▸ TEXTE À LIRE:
Les invités arrivent. Il y a un grand escogriffe à figure peu avenante qui porte un nom polonais, puis un autre, grand et fort, à tournure martiale, dont j’ai oublié le nom, puis un petit blondin, tout jeune et timide, paraissant sorti tout frais d’une école de cadets. Le colonel offre son bras au curé, moi je prends celui du Polonais, et à travers le vestibule brillamment éclairé, nous passons à la salle à manger, à laquelle l’abat-jour rouge donne des colorations de feux de bengale. La dernière fois que j’y dinai, c’était comme convive de M. de Dietrich. Rien ne me faisait prévoir que quelques années plus tard, j’y serais l’hôte d’un certain Bieberstein, lieutenant-colonel allemand.

Sur la table, grand luxe de fleurs, mais vaisselle et argenterie ordinaire. Je vois que le jardinier H. à qui a été confiée la garde de la maison, ne s’en laisse pas imposer, et ne donne que ce qu’il faut. On débute par un verre de malaga et par des croûtons de pain grillé qui entourent quelque chose de mou et de gélatineux qu’on me dit être de la terrine de foie gras. Le colonel convient que c’est un peu raté, je le console en lui disant que la saison est déjà avancée pour ce genre de mets..

▸ LIGNES DE DONNÉES:
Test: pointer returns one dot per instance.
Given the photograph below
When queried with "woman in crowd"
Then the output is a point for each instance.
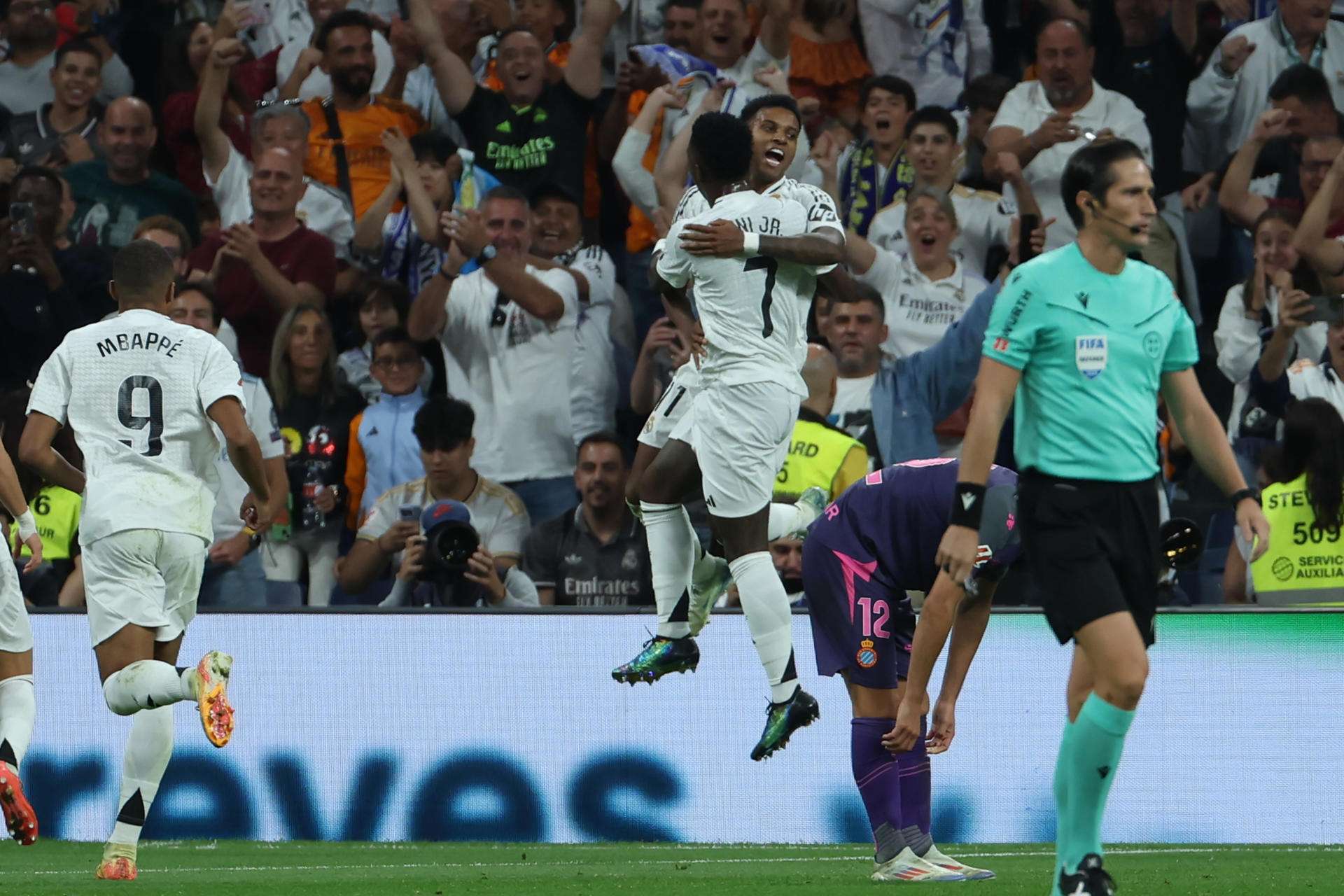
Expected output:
(1252, 308)
(314, 413)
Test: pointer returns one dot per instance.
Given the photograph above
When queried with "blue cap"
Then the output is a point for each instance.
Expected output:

▸ CONSIGNES:
(a) Répondez à ces questions sur le texte à lire :
(i) À qui le colonel offre-t-il son bras ?
(ii) Par quelle boisson le repas débute-t-il ?
(iii) À qui a été confiée la garde de la maison ?
(b) Recopiez mot pour mot le passage du texte à lire situé entre « Sur la table, grand » et « genre de mets.. », ces deux bornes comprises.

▸ RÉPONSES PAR CONSIGNE:
(a)
(i) Au curé.
(ii) Par un verre de malaga.
(iii) Au jardinier H.

(b)
Sur la table, grand luxe de fleurs, mais vaisselle et argenterie ordinaire. Je vois que le jardinier H. à qui a été confiée la garde de la maison, ne s’en laisse pas imposer, et ne donne que ce qu’il faut. On débute par un verre de malaga et par des croûtons de pain grillé qui entourent quelque chose de mou et de gélatineux qu’on me dit être de la terrine de foie gras. Le colonel convient que c’est un peu raté, je le console en lui disant que la saison est déjà avancée pour ce genre de mets..